SUPPLIED INFORMATION
____
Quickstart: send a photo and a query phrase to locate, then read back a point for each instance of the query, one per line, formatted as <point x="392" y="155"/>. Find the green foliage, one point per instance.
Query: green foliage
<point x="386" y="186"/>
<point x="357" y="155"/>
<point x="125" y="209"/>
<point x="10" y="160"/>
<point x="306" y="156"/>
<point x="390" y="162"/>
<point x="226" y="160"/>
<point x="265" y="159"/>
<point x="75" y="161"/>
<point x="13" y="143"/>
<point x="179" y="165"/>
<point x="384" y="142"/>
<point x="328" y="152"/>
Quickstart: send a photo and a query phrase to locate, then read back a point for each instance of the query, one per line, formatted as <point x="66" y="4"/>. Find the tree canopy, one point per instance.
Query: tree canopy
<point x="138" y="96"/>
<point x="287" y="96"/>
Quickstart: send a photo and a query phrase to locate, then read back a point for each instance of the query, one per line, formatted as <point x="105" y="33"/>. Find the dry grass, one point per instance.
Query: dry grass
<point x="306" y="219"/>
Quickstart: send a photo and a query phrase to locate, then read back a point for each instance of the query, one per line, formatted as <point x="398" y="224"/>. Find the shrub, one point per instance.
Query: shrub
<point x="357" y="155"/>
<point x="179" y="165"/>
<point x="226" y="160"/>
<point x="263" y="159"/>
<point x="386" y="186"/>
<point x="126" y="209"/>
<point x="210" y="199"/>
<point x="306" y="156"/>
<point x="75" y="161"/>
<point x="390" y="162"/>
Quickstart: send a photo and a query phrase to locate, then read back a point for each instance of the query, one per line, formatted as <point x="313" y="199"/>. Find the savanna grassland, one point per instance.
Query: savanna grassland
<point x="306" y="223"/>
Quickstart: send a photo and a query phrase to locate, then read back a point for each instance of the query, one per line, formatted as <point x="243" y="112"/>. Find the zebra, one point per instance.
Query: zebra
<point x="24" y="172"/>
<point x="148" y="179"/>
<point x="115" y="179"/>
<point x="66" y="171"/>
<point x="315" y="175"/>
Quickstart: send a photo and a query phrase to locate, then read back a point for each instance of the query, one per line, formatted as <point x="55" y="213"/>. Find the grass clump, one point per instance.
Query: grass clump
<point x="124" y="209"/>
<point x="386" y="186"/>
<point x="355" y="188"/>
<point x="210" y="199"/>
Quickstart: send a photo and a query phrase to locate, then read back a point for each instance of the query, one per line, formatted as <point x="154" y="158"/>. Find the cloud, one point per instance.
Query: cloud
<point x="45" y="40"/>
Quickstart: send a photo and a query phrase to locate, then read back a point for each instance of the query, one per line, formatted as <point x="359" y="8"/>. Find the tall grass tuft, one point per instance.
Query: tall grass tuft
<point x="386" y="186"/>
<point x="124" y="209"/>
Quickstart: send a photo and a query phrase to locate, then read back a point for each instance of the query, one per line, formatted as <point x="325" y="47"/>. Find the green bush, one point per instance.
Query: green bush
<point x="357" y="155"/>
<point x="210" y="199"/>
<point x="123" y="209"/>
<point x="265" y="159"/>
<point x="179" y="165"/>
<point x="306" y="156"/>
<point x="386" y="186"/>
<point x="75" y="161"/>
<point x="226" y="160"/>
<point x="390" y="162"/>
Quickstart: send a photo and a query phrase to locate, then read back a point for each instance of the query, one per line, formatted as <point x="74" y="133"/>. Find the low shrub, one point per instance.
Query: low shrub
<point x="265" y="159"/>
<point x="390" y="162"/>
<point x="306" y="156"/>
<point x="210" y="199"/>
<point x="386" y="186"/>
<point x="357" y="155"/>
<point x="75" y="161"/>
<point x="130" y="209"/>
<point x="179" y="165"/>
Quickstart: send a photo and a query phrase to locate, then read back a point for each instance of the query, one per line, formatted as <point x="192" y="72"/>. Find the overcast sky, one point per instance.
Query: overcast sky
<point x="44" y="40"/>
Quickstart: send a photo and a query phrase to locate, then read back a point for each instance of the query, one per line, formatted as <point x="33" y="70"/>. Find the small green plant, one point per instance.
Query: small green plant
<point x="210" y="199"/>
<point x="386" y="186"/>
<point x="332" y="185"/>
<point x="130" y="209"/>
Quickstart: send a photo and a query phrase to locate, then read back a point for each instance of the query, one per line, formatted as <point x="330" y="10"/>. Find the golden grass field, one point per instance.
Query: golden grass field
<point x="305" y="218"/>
____
ACTION ITEM
Would you please give the data above again, exactly as it appears?

RESULT OF THIS EXERCISE
Quickstart: send a photo and a query phrase to locate, then read back a point for each instance of the query, one per line, formatted as <point x="392" y="155"/>. Find the green foliage, one point per instance.
Query: green foliage
<point x="386" y="186"/>
<point x="357" y="155"/>
<point x="125" y="209"/>
<point x="10" y="160"/>
<point x="306" y="156"/>
<point x="390" y="162"/>
<point x="226" y="160"/>
<point x="265" y="159"/>
<point x="75" y="161"/>
<point x="13" y="143"/>
<point x="179" y="165"/>
<point x="384" y="142"/>
<point x="328" y="152"/>
Quickstart: send a photo and a query phrase to locate, then read back a point for each instance of the query, one per line, formatted as <point x="66" y="4"/>. Find the tree canopy, one point per instance.
Query: tree canopy
<point x="138" y="96"/>
<point x="287" y="96"/>
Quickstart: send a photo and a query phrase to locate, then read back a point for each instance of the query, one per line, formatted as <point x="105" y="33"/>. Find the dry grass, one point per instance.
Query: dry grass
<point x="306" y="219"/>
Quickstart: send a photo and a query phrase to locate, then read back a point for each instance of the query, one per line, formatted as <point x="398" y="224"/>. Find the shrub, one point per instance.
Query: shrub
<point x="357" y="155"/>
<point x="179" y="165"/>
<point x="226" y="160"/>
<point x="263" y="159"/>
<point x="386" y="186"/>
<point x="126" y="209"/>
<point x="210" y="199"/>
<point x="306" y="156"/>
<point x="75" y="161"/>
<point x="390" y="162"/>
Quickstart: send a photo and a query phrase to locate, then read back a point for each instance of the query, one per line, formatted as <point x="313" y="199"/>. Find the savanna grassland, one point per instance.
Query: savanna grassland
<point x="306" y="223"/>
Quickstart: send a photo and a query phrase to locate, then read back a point for each instance of the query, one per line, formatted as <point x="243" y="112"/>. Find the zebra, one point per instance.
Query: zebra
<point x="24" y="172"/>
<point x="148" y="179"/>
<point x="115" y="179"/>
<point x="66" y="171"/>
<point x="315" y="175"/>
Quickstart: send a photo and a query phrase to locate, then read back a point for each instance of the query, one per line, formatted as <point x="55" y="213"/>. Find the grass clump, one point per instance.
Query: grass clump
<point x="124" y="209"/>
<point x="386" y="186"/>
<point x="355" y="188"/>
<point x="210" y="199"/>
Quickstart: send a photo and a query phrase to locate, then read back a point for each instance of the query, one per line, formatted as <point x="154" y="158"/>. Find the cloud, one point per instance.
Query: cloud
<point x="45" y="40"/>
Quickstart: send a photo and a query phrase to locate, then read back a point for each instance of the query, one per line, formatted as <point x="359" y="8"/>. Find the tall grass tuft, one point per instance.
Query: tall grass tuft
<point x="386" y="186"/>
<point x="124" y="209"/>
Quickstart: send a photo and a query phrase to locate, then read back a point for each instance of the query, one per line, formatted as <point x="325" y="47"/>. Find the green bush, one point per instance.
Query: green bush
<point x="357" y="155"/>
<point x="210" y="199"/>
<point x="123" y="209"/>
<point x="265" y="159"/>
<point x="179" y="165"/>
<point x="306" y="156"/>
<point x="386" y="186"/>
<point x="75" y="161"/>
<point x="226" y="160"/>
<point x="390" y="162"/>
Quickstart: send a photo and a query phrase to locate, then read back a point for each instance of the query, one per line, formatted as <point x="74" y="133"/>. Find the low shrub, one point per instance.
Query: low shrub
<point x="265" y="159"/>
<point x="390" y="162"/>
<point x="306" y="156"/>
<point x="210" y="199"/>
<point x="386" y="186"/>
<point x="357" y="155"/>
<point x="75" y="161"/>
<point x="130" y="209"/>
<point x="179" y="165"/>
Quickstart: send a photo and a query phrase to locate, then read back a point for each instance of the query, one per line, formatted as <point x="192" y="72"/>. Find the overcast sky, one point per instance.
Query: overcast sky
<point x="44" y="40"/>
Quickstart: send a photo and a query phrase to locate, then read back a point for each instance of the query, one per line, formatted as <point x="33" y="70"/>. Find the small green plant, one point per instance.
Query: small green plant
<point x="210" y="199"/>
<point x="386" y="186"/>
<point x="332" y="185"/>
<point x="130" y="209"/>
Quickstart: send a photo and a query phrase to locate, then read back a point for each instance of the query, one per line, formatted as <point x="330" y="10"/>. Find the golden grass field, one point per instance.
Query: golden grass field
<point x="305" y="218"/>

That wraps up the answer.